-- begin Information shown --

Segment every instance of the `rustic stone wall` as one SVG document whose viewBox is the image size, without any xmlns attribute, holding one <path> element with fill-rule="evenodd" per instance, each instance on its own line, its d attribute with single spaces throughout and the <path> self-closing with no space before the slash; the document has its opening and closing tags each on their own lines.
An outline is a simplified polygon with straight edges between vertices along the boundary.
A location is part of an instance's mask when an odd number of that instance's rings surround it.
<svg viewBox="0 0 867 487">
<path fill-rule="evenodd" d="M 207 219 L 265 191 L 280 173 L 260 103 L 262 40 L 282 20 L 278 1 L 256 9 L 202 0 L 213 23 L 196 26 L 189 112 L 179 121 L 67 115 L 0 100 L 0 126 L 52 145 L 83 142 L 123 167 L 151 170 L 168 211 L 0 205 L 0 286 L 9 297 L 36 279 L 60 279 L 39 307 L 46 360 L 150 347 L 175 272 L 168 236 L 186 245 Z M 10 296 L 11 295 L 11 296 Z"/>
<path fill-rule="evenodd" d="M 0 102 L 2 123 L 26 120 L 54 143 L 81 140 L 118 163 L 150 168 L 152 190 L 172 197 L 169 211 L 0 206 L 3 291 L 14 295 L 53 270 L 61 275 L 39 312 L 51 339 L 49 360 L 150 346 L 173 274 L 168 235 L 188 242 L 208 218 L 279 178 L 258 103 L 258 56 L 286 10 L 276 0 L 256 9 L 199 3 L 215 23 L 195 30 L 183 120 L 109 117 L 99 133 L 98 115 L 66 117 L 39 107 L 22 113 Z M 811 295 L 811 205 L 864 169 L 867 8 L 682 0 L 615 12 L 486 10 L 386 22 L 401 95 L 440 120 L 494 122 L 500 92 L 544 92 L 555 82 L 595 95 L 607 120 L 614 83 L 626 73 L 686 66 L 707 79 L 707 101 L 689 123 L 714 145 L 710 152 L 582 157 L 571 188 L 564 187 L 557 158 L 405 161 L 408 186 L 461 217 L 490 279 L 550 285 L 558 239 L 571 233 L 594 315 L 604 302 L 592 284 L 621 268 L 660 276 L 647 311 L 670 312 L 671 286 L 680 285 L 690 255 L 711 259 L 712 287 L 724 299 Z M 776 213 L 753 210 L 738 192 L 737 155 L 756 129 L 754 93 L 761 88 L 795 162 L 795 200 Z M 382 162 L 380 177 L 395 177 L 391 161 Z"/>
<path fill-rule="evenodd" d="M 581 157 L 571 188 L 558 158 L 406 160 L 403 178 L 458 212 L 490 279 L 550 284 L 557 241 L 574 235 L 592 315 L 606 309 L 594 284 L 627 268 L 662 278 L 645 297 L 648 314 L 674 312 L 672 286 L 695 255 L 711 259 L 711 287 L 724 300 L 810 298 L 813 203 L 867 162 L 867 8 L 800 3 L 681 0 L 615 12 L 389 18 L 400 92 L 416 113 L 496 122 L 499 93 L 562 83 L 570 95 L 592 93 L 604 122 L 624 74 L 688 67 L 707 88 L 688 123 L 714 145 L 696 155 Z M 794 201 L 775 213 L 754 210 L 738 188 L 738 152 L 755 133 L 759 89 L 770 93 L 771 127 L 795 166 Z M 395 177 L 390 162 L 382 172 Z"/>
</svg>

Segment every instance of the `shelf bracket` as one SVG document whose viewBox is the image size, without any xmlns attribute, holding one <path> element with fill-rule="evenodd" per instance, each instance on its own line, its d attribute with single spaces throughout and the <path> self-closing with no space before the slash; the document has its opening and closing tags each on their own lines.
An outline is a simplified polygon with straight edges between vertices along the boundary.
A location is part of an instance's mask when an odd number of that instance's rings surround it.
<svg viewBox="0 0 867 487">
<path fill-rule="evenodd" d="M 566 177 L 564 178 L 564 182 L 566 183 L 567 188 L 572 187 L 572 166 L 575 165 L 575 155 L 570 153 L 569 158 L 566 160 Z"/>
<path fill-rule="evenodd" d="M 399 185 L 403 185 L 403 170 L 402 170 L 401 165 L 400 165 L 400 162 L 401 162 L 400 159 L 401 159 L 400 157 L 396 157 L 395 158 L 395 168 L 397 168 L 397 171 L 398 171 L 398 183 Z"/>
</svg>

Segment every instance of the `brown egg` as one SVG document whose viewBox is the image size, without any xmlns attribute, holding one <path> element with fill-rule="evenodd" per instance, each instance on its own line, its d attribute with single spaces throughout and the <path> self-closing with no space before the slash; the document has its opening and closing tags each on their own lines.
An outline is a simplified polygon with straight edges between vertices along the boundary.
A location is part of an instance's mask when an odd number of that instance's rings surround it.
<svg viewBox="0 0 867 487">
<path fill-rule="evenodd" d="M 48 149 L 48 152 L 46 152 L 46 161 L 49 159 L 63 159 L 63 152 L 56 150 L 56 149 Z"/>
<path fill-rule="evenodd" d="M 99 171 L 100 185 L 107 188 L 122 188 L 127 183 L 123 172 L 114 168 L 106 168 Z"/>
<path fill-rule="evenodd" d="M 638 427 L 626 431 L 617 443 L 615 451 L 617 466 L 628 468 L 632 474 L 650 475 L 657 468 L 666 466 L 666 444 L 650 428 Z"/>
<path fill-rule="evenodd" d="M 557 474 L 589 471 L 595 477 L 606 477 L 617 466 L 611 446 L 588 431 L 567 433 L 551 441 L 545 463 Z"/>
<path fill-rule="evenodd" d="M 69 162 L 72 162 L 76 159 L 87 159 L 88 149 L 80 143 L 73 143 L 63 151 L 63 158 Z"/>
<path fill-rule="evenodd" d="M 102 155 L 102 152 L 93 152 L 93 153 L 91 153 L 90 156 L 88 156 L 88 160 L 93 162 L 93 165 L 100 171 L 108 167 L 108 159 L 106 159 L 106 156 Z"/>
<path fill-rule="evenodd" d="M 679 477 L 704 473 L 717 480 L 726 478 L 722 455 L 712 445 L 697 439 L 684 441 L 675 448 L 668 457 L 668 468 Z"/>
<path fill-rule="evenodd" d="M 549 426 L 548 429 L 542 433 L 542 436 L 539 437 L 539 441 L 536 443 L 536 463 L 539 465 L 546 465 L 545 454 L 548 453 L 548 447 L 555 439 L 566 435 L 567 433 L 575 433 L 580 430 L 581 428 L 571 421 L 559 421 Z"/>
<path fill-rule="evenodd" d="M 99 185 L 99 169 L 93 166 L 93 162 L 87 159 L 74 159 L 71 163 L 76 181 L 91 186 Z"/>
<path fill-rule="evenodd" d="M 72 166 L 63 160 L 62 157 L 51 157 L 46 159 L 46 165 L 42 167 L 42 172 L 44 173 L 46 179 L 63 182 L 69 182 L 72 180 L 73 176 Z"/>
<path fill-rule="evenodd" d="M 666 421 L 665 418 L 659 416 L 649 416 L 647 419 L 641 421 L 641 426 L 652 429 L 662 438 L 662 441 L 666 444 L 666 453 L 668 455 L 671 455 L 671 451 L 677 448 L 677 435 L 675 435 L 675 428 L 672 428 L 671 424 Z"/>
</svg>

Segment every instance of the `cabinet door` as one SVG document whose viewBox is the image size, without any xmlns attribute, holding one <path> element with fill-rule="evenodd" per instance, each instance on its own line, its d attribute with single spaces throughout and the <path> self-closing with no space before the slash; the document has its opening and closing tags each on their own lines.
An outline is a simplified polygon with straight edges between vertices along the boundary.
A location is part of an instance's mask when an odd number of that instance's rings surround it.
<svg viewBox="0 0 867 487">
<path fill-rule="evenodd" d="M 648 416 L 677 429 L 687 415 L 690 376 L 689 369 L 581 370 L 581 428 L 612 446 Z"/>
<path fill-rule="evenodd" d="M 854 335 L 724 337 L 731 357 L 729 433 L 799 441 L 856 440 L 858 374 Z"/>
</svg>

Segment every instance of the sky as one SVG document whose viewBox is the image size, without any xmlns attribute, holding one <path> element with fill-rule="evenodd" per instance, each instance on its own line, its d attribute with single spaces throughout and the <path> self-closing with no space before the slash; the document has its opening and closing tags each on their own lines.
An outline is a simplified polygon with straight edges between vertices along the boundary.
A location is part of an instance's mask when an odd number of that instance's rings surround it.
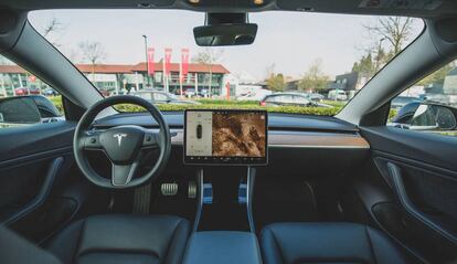
<svg viewBox="0 0 457 264">
<path fill-rule="evenodd" d="M 142 35 L 156 49 L 156 61 L 171 47 L 172 62 L 179 62 L 180 50 L 190 49 L 191 57 L 202 47 L 193 39 L 193 28 L 203 25 L 204 13 L 181 10 L 45 10 L 29 14 L 39 31 L 55 18 L 60 30 L 47 39 L 74 63 L 82 62 L 81 42 L 99 42 L 106 51 L 104 63 L 136 64 L 145 61 Z M 266 76 L 275 65 L 276 73 L 300 77 L 316 60 L 322 62 L 330 77 L 350 72 L 363 55 L 363 46 L 373 44 L 364 24 L 375 23 L 368 15 L 321 14 L 269 11 L 251 13 L 249 21 L 258 24 L 252 45 L 221 49 L 220 63 L 235 74 Z M 418 34 L 419 30 L 417 30 Z"/>
</svg>

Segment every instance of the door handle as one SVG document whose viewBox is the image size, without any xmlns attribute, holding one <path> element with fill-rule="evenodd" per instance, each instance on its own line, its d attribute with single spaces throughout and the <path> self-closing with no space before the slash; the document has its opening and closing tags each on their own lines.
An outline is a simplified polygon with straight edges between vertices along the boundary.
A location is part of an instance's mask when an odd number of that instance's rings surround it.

-- end Information shown --

Problem requirements =>
Reproduce the records above between the line holding "Segment every instance of the sky" and the end of the records, inclusive, adding 103 to every coordinate in the answers and omitting the pictures.

Reply =>
Segment every instance of the sky as one SVG document whose viewBox is the image size, without any xmlns attribute, holding one <path> element with fill-rule="evenodd" per instance, each instance on its own line, its d attribute with single spaces throughout and the <path> self-closing with no space before the slash; the document has its opening and closing tags each on their own lines.
An outline is a simplified polygon with straight edges between vertices along the boundary.
A location is part of an instance's mask when an odd number of that instance's rings surround it.
<svg viewBox="103 103 560 367">
<path fill-rule="evenodd" d="M 245 138 L 259 152 L 259 164 L 274 150 L 275 165 L 282 165 L 283 153 L 293 152 L 294 160 L 305 150 L 296 142 L 296 131 L 306 128 L 307 116 L 284 113 L 148 113 L 132 117 L 142 134 L 158 121 L 163 133 L 150 142 L 177 166 L 185 165 L 184 145 L 202 145 L 209 154 L 207 166 L 239 167 L 248 164 Z M 369 179 L 378 168 L 379 176 L 403 180 L 419 163 L 425 165 L 433 180 L 453 175 L 466 158 L 466 149 L 476 147 L 467 127 L 478 126 L 471 118 L 424 117 L 372 114 L 354 116 L 352 124 L 361 127 L 355 148 L 324 152 L 323 166 L 338 177 Z M 521 137 L 522 133 L 520 133 Z"/>
</svg>

Segment every instance of the door handle as one SVG document whose viewBox is the image size, without any xmlns attribute, holding one <path> element with fill-rule="evenodd" per instance, each instance on its own line, its d attribute with single spaces throughout and the <path> self-closing with no space before the slash; the document has its opening and closing tags each on their own lines.
An outline is a simplified polygon with straight edges between vertices along the boundary.
A location is part of an instance's mask when an odd number of that instance's rings surround it.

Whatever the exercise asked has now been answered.